▶ **SUPPLIED TEXT**

++++

The case 2 uses the same channel geometry from case 1, but higher mass flow (2g/s). The result
was an almost completely evaporated output (1,74 kW). 9.9 bar output.
The case 3 used the same geometry from case 2, but increased mass flow to 5g/s. It resulted in
less evaporation than case 2 (approximately 42%), but had a high heat output absorbed by the
working fluid (2.61 kW). It would be an interesting condition to work in series downstream of
one next evaporator. For example post after treatment system.
The case 4 can be good compared with 2, since the mass flow is also 2g/s and just the channel
diameter was changed to 3 mm (Channel geometry 2). It leaded to a slightly better heat exchange
(1,84 kW), but increased pressure drop (9,7 bar).
The case 5 increases mass flow to 5g/s keeping geometry 2. It improved heat exchange (2.67 kW
at output) but showed higher pressure drop (9.1 bar output).
The case 6 is better comparable with case 4 because it changes just wall thickness to chamber
assuming the channel geometry 3 and mass flow. It was noted a sensible improvement in heat
transfer (1,94 kW) and complete phase change with superheated outlet. This condition is indicated
for installation of expander in series upstream evaporator.
The case 7 kept channel geometry 3 and, in relation to case 6, the mass flow is increased to 3 g/s.
A sensible improvement of heat transfer was observed.
Heat transfer ability increases progressively on the seven simulated steps, showing the influence
of the channel geometry as well as the mass flow ratio.
Based on the data from case 7, the spring profile around the liners presents a 13,7 m long tube
with 3 mm diameter and total shell area of 0,13 m2. Considering the total heat transfer ability of
2892 W, the heat extraction is 22,2 kW/m2.
Smaller channels diameter improves heat transfer at low and medium mass flows due to turbulent
flow. Low wall thickness improves heat absorption of the working fluid, limitation by material
strength. Liner evaporator is suitable for generation of steam or mixed steam for subsequent
superheating in other evaporator in series. Considerable heat absorption into the working fluid.
Smaller channels diameter increases pressure loss, especially in the superheated area. Limitation
by the permissible wall temperature prevents overheating at higher pressures.
The mathematical model was simplified for a round section in order to use existing empirical data,
but improvements on the profile and use of better conductivity materials can increase the potential
transfer ability.

++++

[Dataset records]

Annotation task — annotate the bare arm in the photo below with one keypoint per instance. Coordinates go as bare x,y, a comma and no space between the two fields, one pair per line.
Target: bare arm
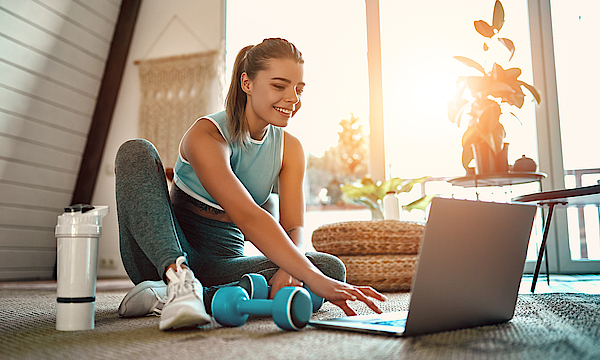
208,153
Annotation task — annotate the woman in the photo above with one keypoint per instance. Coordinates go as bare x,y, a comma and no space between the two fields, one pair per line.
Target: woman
226,168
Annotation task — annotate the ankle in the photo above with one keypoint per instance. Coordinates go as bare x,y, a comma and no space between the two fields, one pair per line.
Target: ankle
174,267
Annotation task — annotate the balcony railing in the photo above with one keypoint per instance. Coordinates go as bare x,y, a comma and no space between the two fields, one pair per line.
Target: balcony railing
584,220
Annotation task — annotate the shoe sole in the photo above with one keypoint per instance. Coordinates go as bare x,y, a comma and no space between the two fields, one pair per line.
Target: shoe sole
185,318
136,290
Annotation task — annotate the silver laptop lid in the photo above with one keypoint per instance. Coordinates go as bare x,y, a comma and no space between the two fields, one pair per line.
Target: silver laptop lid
470,265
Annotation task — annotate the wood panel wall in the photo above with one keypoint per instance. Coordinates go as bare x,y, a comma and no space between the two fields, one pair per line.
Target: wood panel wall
52,58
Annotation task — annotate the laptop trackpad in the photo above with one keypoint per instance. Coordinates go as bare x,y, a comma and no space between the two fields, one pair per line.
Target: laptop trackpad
389,323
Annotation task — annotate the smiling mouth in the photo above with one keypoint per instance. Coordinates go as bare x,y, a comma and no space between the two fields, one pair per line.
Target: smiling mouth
283,111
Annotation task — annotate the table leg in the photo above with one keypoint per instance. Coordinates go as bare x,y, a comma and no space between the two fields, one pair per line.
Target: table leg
543,248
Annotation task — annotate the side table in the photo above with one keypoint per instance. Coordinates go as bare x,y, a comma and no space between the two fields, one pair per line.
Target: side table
588,195
498,179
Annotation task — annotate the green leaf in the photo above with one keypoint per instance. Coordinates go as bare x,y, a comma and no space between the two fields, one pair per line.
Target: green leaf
484,28
470,63
498,20
467,156
532,90
407,187
420,204
509,45
389,186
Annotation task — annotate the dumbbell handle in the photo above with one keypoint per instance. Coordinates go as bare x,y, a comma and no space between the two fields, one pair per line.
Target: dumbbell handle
255,306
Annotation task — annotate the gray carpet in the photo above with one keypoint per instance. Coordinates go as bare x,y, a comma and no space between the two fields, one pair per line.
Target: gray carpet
545,326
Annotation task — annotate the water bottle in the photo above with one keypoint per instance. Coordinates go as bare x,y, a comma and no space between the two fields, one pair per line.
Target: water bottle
77,232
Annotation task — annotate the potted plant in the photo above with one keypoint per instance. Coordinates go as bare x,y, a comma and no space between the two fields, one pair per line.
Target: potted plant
490,91
371,194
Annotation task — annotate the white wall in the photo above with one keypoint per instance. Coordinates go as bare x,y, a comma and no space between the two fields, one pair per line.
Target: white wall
52,57
198,26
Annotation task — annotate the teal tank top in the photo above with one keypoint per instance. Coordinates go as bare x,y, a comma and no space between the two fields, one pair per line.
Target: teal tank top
257,166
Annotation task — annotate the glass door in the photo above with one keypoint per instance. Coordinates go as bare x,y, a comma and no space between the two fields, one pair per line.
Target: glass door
574,24
333,124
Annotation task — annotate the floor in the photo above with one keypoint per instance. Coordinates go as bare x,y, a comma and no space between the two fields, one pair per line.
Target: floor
589,284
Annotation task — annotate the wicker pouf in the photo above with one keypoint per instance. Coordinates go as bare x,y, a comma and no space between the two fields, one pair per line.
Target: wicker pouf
382,272
379,253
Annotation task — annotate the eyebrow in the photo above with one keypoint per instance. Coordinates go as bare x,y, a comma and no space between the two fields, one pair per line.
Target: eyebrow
287,80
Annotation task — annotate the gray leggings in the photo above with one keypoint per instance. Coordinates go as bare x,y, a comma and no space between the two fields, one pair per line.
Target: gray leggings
154,230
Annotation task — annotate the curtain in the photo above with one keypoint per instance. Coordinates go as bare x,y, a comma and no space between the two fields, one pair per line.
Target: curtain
175,91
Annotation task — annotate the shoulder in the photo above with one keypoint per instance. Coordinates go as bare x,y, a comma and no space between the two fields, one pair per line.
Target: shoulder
293,152
206,130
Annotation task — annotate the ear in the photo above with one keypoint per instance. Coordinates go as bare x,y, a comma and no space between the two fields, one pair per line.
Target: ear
245,83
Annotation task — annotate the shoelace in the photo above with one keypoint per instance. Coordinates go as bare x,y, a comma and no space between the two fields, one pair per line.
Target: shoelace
155,309
182,281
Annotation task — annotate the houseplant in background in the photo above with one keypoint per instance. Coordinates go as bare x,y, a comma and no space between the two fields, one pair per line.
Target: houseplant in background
490,92
372,194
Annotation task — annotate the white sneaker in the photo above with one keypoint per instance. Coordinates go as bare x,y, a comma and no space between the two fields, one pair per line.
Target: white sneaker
146,298
185,305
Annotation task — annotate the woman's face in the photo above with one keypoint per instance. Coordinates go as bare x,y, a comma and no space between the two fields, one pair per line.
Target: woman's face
274,95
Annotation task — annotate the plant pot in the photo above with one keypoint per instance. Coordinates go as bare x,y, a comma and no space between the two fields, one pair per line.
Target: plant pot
486,162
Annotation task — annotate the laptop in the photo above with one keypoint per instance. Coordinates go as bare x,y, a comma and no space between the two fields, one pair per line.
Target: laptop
468,271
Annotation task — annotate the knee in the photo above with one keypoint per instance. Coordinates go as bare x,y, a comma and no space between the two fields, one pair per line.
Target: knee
135,152
329,265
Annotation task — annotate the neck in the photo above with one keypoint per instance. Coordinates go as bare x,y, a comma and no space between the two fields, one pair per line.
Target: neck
258,127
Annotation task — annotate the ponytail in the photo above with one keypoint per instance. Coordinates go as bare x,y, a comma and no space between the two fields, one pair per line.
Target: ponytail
252,59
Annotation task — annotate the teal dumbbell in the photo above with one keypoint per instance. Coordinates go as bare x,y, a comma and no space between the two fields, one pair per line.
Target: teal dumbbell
257,288
291,308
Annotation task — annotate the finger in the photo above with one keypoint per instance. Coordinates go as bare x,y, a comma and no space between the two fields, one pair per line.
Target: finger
342,304
361,297
369,291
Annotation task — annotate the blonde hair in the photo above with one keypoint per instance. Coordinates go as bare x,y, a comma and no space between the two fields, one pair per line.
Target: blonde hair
250,60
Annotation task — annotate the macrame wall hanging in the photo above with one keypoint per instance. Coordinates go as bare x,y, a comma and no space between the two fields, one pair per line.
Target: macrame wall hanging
175,91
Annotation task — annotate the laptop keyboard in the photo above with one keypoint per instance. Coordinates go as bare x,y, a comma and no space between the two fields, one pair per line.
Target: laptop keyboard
395,323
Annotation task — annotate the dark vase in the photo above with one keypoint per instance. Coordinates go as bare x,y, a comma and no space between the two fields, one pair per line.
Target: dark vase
486,162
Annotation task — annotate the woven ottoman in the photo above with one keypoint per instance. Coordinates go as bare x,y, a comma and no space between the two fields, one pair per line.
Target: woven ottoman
378,253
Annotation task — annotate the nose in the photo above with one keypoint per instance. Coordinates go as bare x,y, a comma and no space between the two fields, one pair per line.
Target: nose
292,96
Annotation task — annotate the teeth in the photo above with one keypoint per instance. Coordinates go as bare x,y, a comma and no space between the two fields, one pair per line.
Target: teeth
286,111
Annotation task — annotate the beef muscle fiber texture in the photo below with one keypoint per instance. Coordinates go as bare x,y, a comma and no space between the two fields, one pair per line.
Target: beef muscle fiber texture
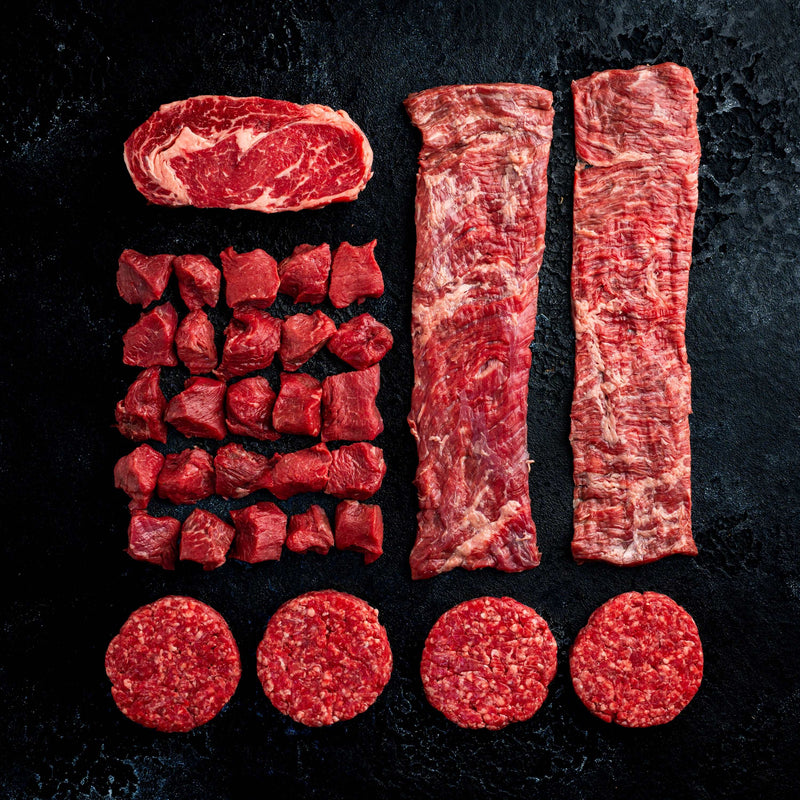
248,152
480,217
635,201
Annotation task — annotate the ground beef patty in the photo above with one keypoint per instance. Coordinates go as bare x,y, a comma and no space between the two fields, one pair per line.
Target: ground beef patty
487,662
638,661
173,665
324,658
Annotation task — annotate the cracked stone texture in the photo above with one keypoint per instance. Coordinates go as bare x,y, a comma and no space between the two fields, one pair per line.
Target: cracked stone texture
76,83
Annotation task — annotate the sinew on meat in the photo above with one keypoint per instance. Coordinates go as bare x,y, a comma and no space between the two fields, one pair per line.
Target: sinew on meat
480,217
635,201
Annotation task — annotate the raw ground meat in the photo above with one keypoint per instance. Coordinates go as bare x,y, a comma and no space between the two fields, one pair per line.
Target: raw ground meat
324,658
250,278
249,405
194,343
488,662
205,538
140,415
215,151
173,665
298,408
639,660
355,274
137,473
260,533
303,335
198,281
348,406
361,341
359,527
310,530
187,476
356,471
149,342
199,409
154,539
480,219
142,279
634,207
304,274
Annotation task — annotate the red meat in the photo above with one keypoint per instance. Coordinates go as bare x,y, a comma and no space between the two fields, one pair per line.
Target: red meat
251,340
198,281
148,342
249,405
260,533
359,527
302,471
194,341
205,538
142,279
154,539
198,409
348,406
250,278
361,341
239,472
355,274
140,415
187,477
356,471
304,274
310,531
302,336
137,473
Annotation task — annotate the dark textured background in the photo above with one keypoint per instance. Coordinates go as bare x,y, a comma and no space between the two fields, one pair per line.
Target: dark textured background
77,78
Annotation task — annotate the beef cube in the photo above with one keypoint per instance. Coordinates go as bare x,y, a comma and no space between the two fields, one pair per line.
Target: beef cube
361,341
140,415
302,336
250,278
359,527
302,471
260,533
148,342
187,477
355,275
205,538
298,407
198,409
239,472
304,274
249,405
198,281
194,341
251,340
356,471
142,279
310,531
348,406
137,473
154,539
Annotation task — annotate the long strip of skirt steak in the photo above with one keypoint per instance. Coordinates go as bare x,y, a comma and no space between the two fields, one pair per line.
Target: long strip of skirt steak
635,201
480,216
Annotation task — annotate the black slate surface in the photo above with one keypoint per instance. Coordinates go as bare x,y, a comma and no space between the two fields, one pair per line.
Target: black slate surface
77,78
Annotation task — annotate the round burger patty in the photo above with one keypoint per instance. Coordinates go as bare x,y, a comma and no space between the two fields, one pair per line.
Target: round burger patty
173,665
638,661
324,658
487,662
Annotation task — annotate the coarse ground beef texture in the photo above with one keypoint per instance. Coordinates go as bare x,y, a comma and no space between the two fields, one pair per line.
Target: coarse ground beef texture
324,658
173,665
639,660
488,662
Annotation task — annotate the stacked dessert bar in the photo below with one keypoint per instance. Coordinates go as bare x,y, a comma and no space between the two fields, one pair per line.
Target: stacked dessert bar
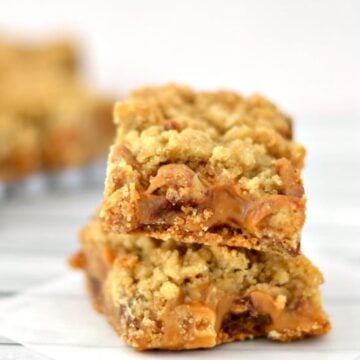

++++

▶ **CHALLENGE 1**
Locate every line in the entries that contains the word "table", and copy each of those lines.
▶ **CHALLENGE 2**
Write the next part of the passage on the liner evaporator simulations, starting after its final sentence.

▶ **EXPECTED ANSWER 1**
Annotation task — annotate the table leg in the photo above with one keypoint per instance. Coordinates go as bare x,y, a comma and no space between the two fields, one pair per line.
Target: table leg
Annotation task — annotate the side table in the photo above with one keypoint per instance. Coordinates go as bare x,y, a comma and no space between the two fields, one pair per line.
Target: side table

▶ **EXPECTED ANSWER 2**
The evaporator to run a Rankine cycle must fulfill the dimensional boundary conditions from the
available engine liners. As the conduction area will be decreased on the liners walls, like showed
in the model from Figure 9, the heat transfer area “lost” for the forced convection cavity needs to
be dimensioned in a way to compensate the Heat extraction from combustion chamber. This
situation can potentially mean QH = QS (Figure 9) and is necessary to keep the internal
combustion chamber temperature.
The working fluid for the purposed Rankine cycle shall be ideally the same from the cooling
system, which shall be easily available on the market. Nevertheless, the fluid that matches this
requirement (ethanol), brings a lot of concerns regarding safety of the system.
The use of ethanol in a Waste Heat Recovery (WHR) system from the OEM shows corrosion and
performance effectiveness to support the decision of using it in a OCR cycle. A system, at this
moment not integrated to the cooling, is now running tests, but unfortunately the specifications
and safety features are non-disclosure at the moment.
With the definition of the cycle fluid, one positive displacement pump needs to be specified in
order to control the working fluid flow and an expander can be defined based on the reached steam
generation obtained from the mathematical model.
The application of a system able to recovery energy from the cooling system has potential to
substitute the conventional cooling system or at least downsize it. The concept of this super heater
allows the application of an WHR without need of extra installation package that is one of the
biggest challenges on the existing WHR vehicle proposals.
1.3 Cold Engine Gas Recirculation System
Using the exhaust gases parameters combined with the measured temperatures T_AGR_VK and
T_AGR_NK (Figure 15), the first penalty on the energy balance is a consumption of 19,5 kW to
cool down the exhaust gases before it comes back into the intake line. The second energy penalty
it that the Exhaust gases that could be used for performance on the turbocharger are drained to
supply the Engine Gas Recirculation (EGR) demand. It causes an intangible loss of performance
when the gases that could drive the turbocharger are used to come back into intake line. This side
effect is not calculated in this thesis.
Figure 15: Measurement points from the ETC cycle [17]
EGR systems are used to decrease combustion temperature at specific engine loads and
consequently the NOx emissions. The Figure 16 shows the EGR demand in comparison with the
engine intake fresh air. The EGR system from the base line engine (Figure 17) uses the inert
gases from the exhaust manifold before the turbocharger. This point is directly connected to the
intake manifold and on its way there is a control valve and a heat exchanger that decreases the
exhaust gases temperature before mixing it with the fresh air.
In a conventional 4 cylinder Diesel Engine, decreasing exhaust gases temperatures from 6000C
to 1000C can mean a sensitive loss of energy. Some concepts has been developed to decrease the
inlet temperature, but most of them stops on the presence of particulate on the turbocharger
compressor wheels.
The present work purposes a high flow variable valve to mix exhaust gases from vehicle tail pipe
(lower possible temperature) with the pressurized fresh air on the intake line (after turbocharger)
either before or after Charge Air Cooler (CAC). In order to study the possibility to the mix the
low pressure line (Exhaust gases) with the high pressure line (fresh air), one ETC cycle
measurement from the base line engine was done.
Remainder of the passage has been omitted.